### The tasks
1. In the guitar tunings thread, in which genre does Ill-Gotten James say tuning two guitars differently would most likely occur?
2. Return the passage of the guitar tunings thread between "If I understand" and "Prydogga (Mar 30, 2011)", inclusive.

# Two guitars, different tunings



## Hallic (Mar 30, 2011)

Heya,

i was just philosophing about guitar tunings... Say you have 2 guitarist, and they would tune their guitars both to something different. Are there any combinations of 2 different tuned guitars that could make sense?
Are there any bands who done this?

just a thought


----------



## Tomo009 (Mar 30, 2011)

If I understand what you are saying, basically any two tunings would work as long as pieces are composed well. Of course it might be difficult to do unison stuff all the time though.

If you mean play the same thing but be in harmony, well I guess but it would be strange harmony. Might get an interesting effect though.


----------



## Prydogga (Mar 30, 2011)

Can't think of any examples where two tunings are used in conjuction with each other for the same song, but certainly in seperate tracks it would work.


----------



## Ill-Gotten James (Mar 30, 2011)

Tunings are tunings. The only times that I have seen guitars tuned differently are usually when the rhythm guitarist is playing some form of tuning, that results in all open strings being an open chord. The lead guitar is usually in some form of standard tuning. What I mean by "some for of standard tuning" is the lead guitar maybe tuned to another key than E, but the guitars strings will be tuned in fourths. These types of tuning two guitars differently would most likely occur in bluegrass music, where most of the rhythms are fast finger picking melodies. I could be wrong though, since I don't listen to much bluegrass and have only been to a handful of bluegrass shows.


----------



## Mr. Big Noodles (Mar 30, 2011)

No. Impossible. It can't be done.

### Source material
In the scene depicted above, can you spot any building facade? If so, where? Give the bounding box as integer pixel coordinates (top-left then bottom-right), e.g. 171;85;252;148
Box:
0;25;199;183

### Worked answers
1. Bluegrass music.

2.
If I understand what you are saying, basically any two tunings would work as long as pieces are composed well. Of course it might be difficult to do unison stuff all the time though.

If you mean play the same thing but be in harmony, well I guess but it would be strange harmony. Might get an interesting effect though.


----------



## Prydogga (Mar 30, 2011)